--- RAW DATA ---
○ ○ ○ ○ ○ ○ ○
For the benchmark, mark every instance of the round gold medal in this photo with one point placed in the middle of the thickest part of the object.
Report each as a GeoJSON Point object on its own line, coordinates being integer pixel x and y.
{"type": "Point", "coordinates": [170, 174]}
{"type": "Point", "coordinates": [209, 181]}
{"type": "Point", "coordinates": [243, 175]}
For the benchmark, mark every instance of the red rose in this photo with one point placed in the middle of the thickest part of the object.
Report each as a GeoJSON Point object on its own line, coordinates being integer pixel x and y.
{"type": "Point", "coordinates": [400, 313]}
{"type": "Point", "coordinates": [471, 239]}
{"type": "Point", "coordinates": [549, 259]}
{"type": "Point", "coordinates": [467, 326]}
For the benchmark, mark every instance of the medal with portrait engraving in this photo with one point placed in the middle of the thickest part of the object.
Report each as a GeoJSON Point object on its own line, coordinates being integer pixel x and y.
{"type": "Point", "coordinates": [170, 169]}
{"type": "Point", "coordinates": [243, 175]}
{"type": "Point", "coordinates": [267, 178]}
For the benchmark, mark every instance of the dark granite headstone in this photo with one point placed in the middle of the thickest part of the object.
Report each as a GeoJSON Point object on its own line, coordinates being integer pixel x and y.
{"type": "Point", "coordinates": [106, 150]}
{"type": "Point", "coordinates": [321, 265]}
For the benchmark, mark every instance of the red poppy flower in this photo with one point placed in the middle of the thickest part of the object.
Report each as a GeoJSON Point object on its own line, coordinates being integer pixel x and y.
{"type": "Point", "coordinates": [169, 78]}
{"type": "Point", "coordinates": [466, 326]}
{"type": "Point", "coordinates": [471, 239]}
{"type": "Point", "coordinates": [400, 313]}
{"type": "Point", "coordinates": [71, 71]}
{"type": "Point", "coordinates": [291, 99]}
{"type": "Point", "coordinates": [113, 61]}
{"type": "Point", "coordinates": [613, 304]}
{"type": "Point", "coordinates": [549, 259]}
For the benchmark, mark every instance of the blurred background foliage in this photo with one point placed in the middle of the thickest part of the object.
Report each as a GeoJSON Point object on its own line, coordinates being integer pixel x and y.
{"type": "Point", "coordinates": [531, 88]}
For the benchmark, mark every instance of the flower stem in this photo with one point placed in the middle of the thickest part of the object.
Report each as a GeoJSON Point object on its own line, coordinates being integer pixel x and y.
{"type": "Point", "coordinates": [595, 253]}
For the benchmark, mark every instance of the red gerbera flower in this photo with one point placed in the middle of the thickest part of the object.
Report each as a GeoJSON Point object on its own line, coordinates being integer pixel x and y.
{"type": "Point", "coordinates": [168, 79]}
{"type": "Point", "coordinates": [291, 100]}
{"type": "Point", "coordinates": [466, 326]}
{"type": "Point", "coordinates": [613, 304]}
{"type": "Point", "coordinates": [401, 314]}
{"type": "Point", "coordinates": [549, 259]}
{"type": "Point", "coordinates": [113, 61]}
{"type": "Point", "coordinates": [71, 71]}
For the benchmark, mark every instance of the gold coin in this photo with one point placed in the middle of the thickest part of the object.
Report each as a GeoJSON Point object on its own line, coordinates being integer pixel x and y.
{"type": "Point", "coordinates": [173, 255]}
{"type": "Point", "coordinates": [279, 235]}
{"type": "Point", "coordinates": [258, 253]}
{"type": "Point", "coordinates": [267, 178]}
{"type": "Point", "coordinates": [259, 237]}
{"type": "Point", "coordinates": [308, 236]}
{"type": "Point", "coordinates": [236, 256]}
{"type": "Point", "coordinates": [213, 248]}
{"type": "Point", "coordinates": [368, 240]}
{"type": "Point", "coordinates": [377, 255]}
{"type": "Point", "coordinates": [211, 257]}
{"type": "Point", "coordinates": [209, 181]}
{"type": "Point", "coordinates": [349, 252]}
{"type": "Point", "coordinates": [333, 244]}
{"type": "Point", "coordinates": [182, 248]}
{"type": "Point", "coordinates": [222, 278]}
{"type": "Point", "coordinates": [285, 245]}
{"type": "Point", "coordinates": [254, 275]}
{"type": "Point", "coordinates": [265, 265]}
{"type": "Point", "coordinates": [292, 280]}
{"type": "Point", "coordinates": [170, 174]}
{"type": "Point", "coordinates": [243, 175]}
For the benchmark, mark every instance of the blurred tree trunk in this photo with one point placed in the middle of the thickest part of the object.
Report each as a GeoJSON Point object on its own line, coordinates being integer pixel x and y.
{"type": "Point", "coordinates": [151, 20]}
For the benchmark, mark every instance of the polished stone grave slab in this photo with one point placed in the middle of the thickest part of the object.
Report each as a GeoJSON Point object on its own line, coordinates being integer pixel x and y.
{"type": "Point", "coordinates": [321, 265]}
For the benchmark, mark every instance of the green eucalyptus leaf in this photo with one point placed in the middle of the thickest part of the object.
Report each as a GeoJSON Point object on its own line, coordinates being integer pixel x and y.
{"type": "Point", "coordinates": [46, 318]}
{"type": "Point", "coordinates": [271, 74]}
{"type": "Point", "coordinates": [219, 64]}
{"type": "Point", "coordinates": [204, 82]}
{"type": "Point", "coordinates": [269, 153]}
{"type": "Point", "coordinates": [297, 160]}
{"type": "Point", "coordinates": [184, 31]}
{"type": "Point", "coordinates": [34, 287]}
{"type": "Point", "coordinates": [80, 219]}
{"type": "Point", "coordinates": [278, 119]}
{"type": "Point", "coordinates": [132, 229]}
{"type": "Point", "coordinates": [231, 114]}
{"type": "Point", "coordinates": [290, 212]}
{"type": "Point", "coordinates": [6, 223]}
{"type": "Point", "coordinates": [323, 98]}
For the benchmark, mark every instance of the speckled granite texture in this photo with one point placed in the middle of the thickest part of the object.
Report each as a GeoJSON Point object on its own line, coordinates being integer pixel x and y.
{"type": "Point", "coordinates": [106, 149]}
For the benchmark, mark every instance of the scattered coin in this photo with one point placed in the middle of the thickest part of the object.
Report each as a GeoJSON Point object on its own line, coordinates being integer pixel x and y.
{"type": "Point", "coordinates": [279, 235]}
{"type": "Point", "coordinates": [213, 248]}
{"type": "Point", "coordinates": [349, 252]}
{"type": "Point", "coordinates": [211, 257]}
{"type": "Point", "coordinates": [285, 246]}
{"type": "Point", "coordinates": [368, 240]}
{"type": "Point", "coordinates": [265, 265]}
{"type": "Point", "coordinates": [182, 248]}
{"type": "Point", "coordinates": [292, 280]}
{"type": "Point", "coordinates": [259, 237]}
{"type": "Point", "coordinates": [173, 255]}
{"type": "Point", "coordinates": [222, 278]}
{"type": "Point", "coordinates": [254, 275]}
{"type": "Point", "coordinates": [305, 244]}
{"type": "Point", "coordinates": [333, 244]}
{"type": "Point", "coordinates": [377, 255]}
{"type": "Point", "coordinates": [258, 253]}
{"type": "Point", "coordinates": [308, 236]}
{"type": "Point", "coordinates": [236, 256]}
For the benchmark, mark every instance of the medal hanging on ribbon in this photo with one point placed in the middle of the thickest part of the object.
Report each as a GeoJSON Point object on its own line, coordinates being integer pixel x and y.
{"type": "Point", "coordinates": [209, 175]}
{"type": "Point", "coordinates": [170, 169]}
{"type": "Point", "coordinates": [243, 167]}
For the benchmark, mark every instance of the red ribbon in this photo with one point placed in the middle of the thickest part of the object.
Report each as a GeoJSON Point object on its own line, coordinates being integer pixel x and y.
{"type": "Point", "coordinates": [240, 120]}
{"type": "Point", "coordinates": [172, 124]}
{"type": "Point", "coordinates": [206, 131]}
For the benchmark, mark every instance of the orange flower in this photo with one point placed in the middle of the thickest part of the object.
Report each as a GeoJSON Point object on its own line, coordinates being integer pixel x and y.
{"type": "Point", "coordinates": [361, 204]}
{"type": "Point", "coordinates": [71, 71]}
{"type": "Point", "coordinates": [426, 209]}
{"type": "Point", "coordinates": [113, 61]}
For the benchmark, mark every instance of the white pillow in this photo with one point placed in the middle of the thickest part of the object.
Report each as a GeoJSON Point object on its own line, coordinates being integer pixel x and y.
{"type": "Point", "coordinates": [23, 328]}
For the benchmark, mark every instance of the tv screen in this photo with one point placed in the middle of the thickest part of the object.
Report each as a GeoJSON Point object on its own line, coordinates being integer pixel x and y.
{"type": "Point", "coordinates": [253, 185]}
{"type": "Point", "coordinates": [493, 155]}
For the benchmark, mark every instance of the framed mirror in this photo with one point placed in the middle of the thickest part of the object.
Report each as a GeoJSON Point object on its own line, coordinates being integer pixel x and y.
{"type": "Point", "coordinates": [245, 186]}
○ ○ ○ ○ ○ ○ ○
--- WORK TO BE COMPLETED ---
Repeat, without changes, every line from the one that contains "For the benchmark, mark every instance of the white" through the final line of the data.

--- RESULT OF THIS TASK ---
For the benchmark, mark every instance of the white pillow in this photo with one point placed in the middle of the thickest part of the object.
Report each as a GeoJSON Point object on its own line, coordinates being integer pixel x and y.
{"type": "Point", "coordinates": [23, 328]}
For the benchmark, mark every instance of the tv screen in this photo with one point placed in the middle of the thickest part of the object.
Report each as a GeoJSON Point object on its own line, coordinates being integer pixel x and y.
{"type": "Point", "coordinates": [253, 185]}
{"type": "Point", "coordinates": [493, 155]}
For the benchmark, mark every instance of the framed mirror in this photo with one point placed in the middle of the thickest part of the object.
Report each as a GeoJSON Point object on its own line, coordinates being integer pixel x and y.
{"type": "Point", "coordinates": [245, 186]}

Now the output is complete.